TASK TO COMPLETE:
Transcribe each record exactly. Omit the pictures.

MATERIAL FOR THIS EXERCISE:
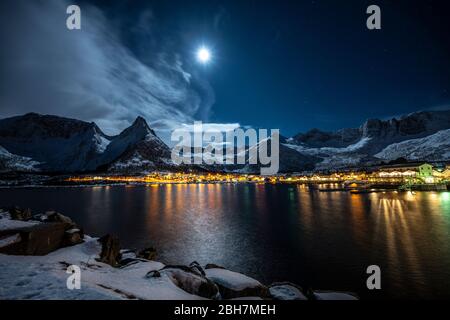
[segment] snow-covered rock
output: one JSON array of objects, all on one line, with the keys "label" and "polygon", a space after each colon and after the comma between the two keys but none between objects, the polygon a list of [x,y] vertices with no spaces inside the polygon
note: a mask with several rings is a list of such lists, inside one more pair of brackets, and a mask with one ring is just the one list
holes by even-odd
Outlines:
[{"label": "snow-covered rock", "polygon": [[[54,214],[52,215],[54,216]],[[33,228],[62,222],[14,221],[0,210],[0,231]],[[75,228],[66,233],[75,234]],[[0,249],[21,242],[21,233],[0,232]],[[63,247],[44,256],[0,253],[0,298],[31,300],[300,300],[300,289],[290,283],[273,284],[269,290],[259,281],[209,264],[165,266],[139,258],[133,251],[120,250],[121,263],[113,267],[100,259],[104,249],[97,238],[84,236],[84,242]],[[125,261],[126,260],[126,261]],[[126,262],[126,263],[122,263]],[[80,289],[67,283],[76,266],[81,271]],[[351,298],[340,293],[316,293],[316,298]],[[337,295],[336,295],[337,294]]]},{"label": "snow-covered rock", "polygon": [[274,283],[269,292],[275,300],[308,300],[299,287],[289,282]]},{"label": "snow-covered rock", "polygon": [[206,277],[214,281],[222,298],[267,297],[268,289],[258,280],[227,269],[212,268],[205,270]]},{"label": "snow-covered rock", "polygon": [[20,233],[13,234],[12,236],[0,237],[0,248],[8,247],[20,241],[22,241]]},{"label": "snow-covered rock", "polygon": [[[59,249],[46,256],[7,256],[0,254],[0,297],[7,299],[149,299],[196,300],[177,287],[167,275],[146,278],[163,264],[140,261],[125,268],[113,268],[96,261],[101,246],[97,239]],[[81,289],[69,290],[67,266],[81,268]]]},{"label": "snow-covered rock", "polygon": [[39,224],[37,221],[12,220],[9,212],[0,209],[0,232],[6,230],[32,227]]}]

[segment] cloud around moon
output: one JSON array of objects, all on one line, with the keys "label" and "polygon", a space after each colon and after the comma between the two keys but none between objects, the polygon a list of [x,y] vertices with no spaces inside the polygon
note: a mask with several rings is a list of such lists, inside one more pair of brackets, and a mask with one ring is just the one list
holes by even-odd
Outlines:
[{"label": "cloud around moon", "polygon": [[82,29],[67,30],[67,5],[0,4],[0,117],[56,114],[95,121],[115,134],[141,115],[163,136],[182,123],[208,120],[214,91],[185,69],[179,53],[164,50],[149,12],[135,26],[152,44],[145,59],[123,43],[121,22],[97,7],[81,5]]}]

SOLUTION:
[segment] snow-covered rock
output: one JSON array of objects, all on one line, with the keys "label" and "polygon", a space after each colon and after the comma between the two keys but none between objects, the polygon a list of [x,y] vertices with no spaces inside the polygon
note: a mask with several rings is a list of such lists, inside one more pair of brackets, and a mask with one ring is just the one list
holes by even-odd
Outlines:
[{"label": "snow-covered rock", "polygon": [[[54,214],[52,215],[54,216]],[[33,228],[62,222],[14,221],[0,210],[0,231]],[[75,228],[66,233],[75,234]],[[0,249],[21,242],[21,233],[0,232]],[[63,247],[44,256],[0,253],[0,298],[31,300],[300,300],[300,289],[290,283],[273,284],[269,290],[259,281],[209,264],[165,266],[139,258],[133,251],[120,250],[121,263],[113,267],[100,259],[104,249],[97,238],[84,236],[84,242]],[[125,261],[126,260],[126,261]],[[126,262],[126,263],[122,263]],[[80,289],[67,283],[76,266],[81,271]],[[351,298],[340,293],[316,293],[316,298]],[[337,295],[336,295],[337,294]]]},{"label": "snow-covered rock", "polygon": [[274,283],[269,292],[275,300],[308,300],[299,287],[289,282]]},{"label": "snow-covered rock", "polygon": [[206,277],[214,281],[222,298],[267,297],[268,289],[258,280],[227,269],[212,268],[205,270]]},{"label": "snow-covered rock", "polygon": [[20,233],[13,234],[12,236],[0,237],[0,248],[8,247],[20,241],[22,241]]},{"label": "snow-covered rock", "polygon": [[[59,249],[46,256],[7,256],[0,254],[0,297],[7,299],[149,299],[196,300],[177,287],[167,275],[146,278],[163,264],[140,261],[125,268],[113,268],[96,261],[101,246],[97,239]],[[81,289],[69,290],[67,266],[81,268]]]},{"label": "snow-covered rock", "polygon": [[39,224],[37,221],[12,220],[9,212],[0,209],[0,232],[6,230],[32,227]]}]

[segment] cloud around moon
output: one JSON array of objects, all on one line, with the keys "label" and "polygon", a space after each colon and after the comma between the two keys but none between objects, the polygon a list of [x,y] vertices with no spaces inside the polygon
note: a mask with several rings is a list of such lists, inside one more pair of brackets, and a mask with one ring is just the one list
holes by even-odd
Outlines:
[{"label": "cloud around moon", "polygon": [[82,29],[67,30],[67,5],[0,4],[0,117],[56,114],[95,121],[115,134],[141,115],[163,136],[182,123],[208,120],[214,91],[185,69],[179,53],[164,50],[149,12],[135,26],[152,44],[145,59],[123,43],[121,22],[97,7],[81,5]]}]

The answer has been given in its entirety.